Given passage =
-----

Here is the patch which has loops still unrolled,
but otherwise unchanged.

Description:

Use alternative key setup implementation with mostly 64-bit ops
if BITS_PER_LONG >= 64. Both much smaller and much faster.

Unify camellia_en/decrypt128/256 into camellia_do_en/decrypt.
Code was similar, with just one additional if() we can use came code.

Replace (x & 0xff) with (u8)x, gcc is not smart enough to realize
that it can do (x & 0xff) this way (which is smaller at least on i386).

Don't do (x & 0xff) in a few places where x cannot be > 255 anyway:
t0 = il >> 16; v = camellia_sp0222[(t1 >> 8) & 0xff];
il16 is u32, (thus t1 >> 8) is one byte!

Signed-off-by: Denys Vlasenko <[email protected]>
--
vda


Attachments:
(No filename) (977.00 B)
linux-2.6.23.1.camellia5.diff (54.08 kB)
Download all attachments

2007-11-14 07:38:41

by Denys Vlasenko

[permalink] [raw]
Subject: Re: [camellia-oss:00952] Re: [PATCH 5/5] camellia: de-unrolling, 64bit-ization

On Tuesday 13 November 2007 23:10, David Miller wrote:
> From: Denys Vlasenko <[email protected]>
> Date: Tue, 13 Nov 2007 22:30:47 -0700
>
> > On Tuesday 13 November 2007 20:49, David Miller wrote:
> > > From: Denys Vlasenko <[email protected]>
> > > Date: Tue, 13 Nov 2007 19:47:08 -0700
> > >
> > > > If CONFIG_CC_OPTIMIZE_FOR_SIZE is not an acceptable method,
> > > > do you have other ideas?
> > >
> > > Look at ways to make the code run faster without loop unrolling?
> >
> > I did it. I noticed that key setup is mostly operating on 64-bit
> > quantities, and provided alternative implementation which
> > exploits that fact. It's smaller and faster.
>
> Great, then you don't have to unroll the loop and performance
> is at least as good as before _and_ you save code space.

Unfortunately, it's applicable only to key setup,
and unrolling happens in actual encryption.

But the point still stands: irrespective of other optimizations,
unrolled and non-unrolled forms will still have different sizes
and speeds, and in some cases (like this one) you can't
pick one form which fits all.

> Please submit this new version :-)

Just did it. It's linux-2.6.23.1.camellia5.diff
--
vda

2007-11-14 14:14:36

by Herbert Xu

[permalink] [raw]
Subject: Re: [camellia-oss:00952] Re: [PATCH 5/5] camellia: de-unrolling, 64bit-ization

On Wed, Nov 14, 2007 at 12:15:19AM -0700, Denys Vlasenko wrote:
>
> Use alternative key setup implementation with mostly 64-bit ops
> if BITS_PER_LONG >= 64. Both much smaller and much faster.

Can we please not have two versions of the same algorithm in C?
They're a pain to maintain and test.

Where performance is paramount you could look at doing an assembly
version. Unlike two C versions at least that can be easily tested
by someone who has access to the platform in question.

-----

Please reproduce the Camellia patch thread from "Unify camellia_en/decrypt128/256 into" up to and including "least on i386).".

Bounding-box data =
-----

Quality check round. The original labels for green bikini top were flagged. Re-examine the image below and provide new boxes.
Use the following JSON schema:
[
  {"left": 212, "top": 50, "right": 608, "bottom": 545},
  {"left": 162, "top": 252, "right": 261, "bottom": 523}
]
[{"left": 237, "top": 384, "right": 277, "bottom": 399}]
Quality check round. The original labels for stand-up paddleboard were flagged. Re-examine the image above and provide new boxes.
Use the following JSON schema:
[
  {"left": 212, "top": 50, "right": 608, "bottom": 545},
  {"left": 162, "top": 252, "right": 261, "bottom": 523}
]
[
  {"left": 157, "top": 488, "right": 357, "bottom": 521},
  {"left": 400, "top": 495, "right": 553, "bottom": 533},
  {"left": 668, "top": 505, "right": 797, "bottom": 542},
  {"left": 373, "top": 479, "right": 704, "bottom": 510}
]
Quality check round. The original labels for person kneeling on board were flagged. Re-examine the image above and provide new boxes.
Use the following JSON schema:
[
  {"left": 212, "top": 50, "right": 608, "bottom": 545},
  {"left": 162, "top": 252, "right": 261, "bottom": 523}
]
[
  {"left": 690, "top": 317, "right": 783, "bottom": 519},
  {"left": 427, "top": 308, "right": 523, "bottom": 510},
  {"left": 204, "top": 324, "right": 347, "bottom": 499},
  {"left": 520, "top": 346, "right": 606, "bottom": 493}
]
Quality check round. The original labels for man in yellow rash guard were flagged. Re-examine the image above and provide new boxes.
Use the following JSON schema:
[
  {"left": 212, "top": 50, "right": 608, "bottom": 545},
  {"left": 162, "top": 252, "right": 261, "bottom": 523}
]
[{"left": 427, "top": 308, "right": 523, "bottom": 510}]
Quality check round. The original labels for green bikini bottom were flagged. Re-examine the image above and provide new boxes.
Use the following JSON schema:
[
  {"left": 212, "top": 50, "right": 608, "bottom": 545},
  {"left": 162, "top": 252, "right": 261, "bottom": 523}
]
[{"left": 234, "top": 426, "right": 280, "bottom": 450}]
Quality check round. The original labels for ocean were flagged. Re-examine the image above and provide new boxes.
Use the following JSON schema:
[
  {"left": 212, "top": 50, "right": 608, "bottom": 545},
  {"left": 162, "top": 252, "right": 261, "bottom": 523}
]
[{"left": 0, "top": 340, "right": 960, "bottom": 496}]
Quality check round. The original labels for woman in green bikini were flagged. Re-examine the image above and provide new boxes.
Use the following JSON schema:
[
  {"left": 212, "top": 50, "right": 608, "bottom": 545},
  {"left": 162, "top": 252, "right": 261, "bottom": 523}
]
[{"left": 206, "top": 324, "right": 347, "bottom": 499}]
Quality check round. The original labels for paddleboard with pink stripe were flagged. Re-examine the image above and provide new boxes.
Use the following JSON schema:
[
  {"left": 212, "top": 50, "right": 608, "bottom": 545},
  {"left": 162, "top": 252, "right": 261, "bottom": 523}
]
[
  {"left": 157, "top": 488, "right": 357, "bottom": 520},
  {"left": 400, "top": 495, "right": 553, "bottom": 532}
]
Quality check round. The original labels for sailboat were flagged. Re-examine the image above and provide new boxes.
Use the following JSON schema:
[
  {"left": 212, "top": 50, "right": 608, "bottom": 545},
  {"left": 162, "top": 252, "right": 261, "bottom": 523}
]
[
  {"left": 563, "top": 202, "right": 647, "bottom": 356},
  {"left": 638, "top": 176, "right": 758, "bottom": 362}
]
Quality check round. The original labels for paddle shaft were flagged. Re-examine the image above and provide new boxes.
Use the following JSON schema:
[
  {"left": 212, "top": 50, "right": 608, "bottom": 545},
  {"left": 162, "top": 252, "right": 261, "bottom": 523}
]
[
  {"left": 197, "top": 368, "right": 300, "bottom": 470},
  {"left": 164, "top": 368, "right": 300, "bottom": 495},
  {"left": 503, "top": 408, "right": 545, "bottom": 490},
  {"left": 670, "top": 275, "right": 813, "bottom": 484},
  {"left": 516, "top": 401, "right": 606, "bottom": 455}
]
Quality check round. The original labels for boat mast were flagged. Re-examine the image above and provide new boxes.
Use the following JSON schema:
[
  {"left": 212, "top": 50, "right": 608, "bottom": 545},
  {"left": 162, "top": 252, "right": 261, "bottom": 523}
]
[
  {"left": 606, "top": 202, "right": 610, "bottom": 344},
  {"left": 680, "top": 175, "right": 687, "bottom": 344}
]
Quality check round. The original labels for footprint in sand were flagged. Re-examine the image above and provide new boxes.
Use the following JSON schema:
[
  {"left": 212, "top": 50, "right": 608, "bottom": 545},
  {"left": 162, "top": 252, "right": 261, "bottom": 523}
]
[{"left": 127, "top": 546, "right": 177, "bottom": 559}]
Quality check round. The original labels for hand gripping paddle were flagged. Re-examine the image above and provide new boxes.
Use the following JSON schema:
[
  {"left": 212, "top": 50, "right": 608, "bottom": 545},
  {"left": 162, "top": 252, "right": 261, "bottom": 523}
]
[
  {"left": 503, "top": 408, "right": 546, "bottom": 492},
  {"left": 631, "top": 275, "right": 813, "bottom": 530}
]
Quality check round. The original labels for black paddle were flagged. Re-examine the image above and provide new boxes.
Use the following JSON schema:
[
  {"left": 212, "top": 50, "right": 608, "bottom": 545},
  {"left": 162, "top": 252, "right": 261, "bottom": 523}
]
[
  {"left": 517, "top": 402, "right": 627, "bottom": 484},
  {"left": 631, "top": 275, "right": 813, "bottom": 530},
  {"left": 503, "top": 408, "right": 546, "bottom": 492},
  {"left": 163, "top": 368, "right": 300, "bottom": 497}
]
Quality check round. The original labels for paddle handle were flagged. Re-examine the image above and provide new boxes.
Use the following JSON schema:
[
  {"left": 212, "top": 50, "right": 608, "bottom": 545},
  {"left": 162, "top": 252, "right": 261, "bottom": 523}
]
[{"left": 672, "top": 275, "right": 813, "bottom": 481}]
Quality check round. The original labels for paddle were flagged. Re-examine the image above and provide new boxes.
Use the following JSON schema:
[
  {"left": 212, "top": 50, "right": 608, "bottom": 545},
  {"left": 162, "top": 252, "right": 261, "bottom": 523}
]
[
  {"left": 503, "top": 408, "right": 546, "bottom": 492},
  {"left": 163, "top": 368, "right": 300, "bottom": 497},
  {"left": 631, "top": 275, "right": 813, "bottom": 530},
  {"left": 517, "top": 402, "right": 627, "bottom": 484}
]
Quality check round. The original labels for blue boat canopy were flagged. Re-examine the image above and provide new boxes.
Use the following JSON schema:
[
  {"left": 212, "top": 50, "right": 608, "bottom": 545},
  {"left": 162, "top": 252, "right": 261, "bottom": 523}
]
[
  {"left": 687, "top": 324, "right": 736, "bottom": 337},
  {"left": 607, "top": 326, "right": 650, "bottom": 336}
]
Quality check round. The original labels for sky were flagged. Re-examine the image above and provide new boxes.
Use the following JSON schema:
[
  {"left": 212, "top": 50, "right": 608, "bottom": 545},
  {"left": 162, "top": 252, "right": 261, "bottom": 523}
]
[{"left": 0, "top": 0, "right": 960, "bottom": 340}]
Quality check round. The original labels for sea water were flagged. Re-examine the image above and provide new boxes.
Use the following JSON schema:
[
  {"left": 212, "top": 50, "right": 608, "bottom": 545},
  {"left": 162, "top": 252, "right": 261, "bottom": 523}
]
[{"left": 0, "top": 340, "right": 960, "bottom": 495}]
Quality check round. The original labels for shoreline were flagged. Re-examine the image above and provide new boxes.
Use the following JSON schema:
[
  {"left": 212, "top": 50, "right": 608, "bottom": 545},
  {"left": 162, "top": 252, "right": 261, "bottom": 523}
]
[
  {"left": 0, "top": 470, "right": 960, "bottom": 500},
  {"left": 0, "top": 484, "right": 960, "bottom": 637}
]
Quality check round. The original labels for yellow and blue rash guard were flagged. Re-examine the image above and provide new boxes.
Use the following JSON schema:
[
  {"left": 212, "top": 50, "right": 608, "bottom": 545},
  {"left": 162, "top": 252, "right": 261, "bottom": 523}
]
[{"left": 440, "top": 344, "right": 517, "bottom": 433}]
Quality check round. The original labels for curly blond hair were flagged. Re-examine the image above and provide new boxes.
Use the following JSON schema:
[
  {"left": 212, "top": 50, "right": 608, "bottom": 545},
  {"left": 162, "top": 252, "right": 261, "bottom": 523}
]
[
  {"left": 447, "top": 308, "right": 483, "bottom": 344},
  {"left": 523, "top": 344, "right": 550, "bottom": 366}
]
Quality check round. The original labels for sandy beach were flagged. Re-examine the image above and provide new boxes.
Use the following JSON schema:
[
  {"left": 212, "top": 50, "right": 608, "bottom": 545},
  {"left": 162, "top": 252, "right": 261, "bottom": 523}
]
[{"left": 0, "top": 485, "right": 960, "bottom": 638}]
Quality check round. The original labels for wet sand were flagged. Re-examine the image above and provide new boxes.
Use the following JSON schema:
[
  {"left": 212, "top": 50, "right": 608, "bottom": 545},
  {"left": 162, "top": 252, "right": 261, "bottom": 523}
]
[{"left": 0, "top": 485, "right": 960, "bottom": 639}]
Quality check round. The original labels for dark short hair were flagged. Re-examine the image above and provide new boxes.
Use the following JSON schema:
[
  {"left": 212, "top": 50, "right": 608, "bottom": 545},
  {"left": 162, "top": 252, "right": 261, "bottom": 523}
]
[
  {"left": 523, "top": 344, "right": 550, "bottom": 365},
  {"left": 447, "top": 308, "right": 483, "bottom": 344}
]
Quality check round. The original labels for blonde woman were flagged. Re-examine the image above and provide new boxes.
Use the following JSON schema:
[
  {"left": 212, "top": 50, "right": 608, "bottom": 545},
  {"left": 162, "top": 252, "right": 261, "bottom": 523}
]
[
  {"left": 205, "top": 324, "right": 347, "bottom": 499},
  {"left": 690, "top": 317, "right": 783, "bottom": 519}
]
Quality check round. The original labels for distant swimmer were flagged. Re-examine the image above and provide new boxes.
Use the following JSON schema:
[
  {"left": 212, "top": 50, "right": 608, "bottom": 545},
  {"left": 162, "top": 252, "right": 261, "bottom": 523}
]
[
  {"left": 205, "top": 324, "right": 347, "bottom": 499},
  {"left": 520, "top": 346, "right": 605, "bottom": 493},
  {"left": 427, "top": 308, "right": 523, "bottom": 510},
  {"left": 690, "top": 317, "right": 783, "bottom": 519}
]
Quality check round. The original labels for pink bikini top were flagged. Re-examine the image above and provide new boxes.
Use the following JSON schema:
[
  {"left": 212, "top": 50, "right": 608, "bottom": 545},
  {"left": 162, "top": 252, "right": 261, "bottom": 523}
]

-----

Full answer =
Unify camellia_en/decrypt128/256 into camellia_do_en/decrypt.
Code was similar, with just one additional if() we can use came code.

Replace (x & 0xff) with (u8)x, gcc is not smart enough to realize
that it can do (x & 0xff) this way (which is smaller at least on i386).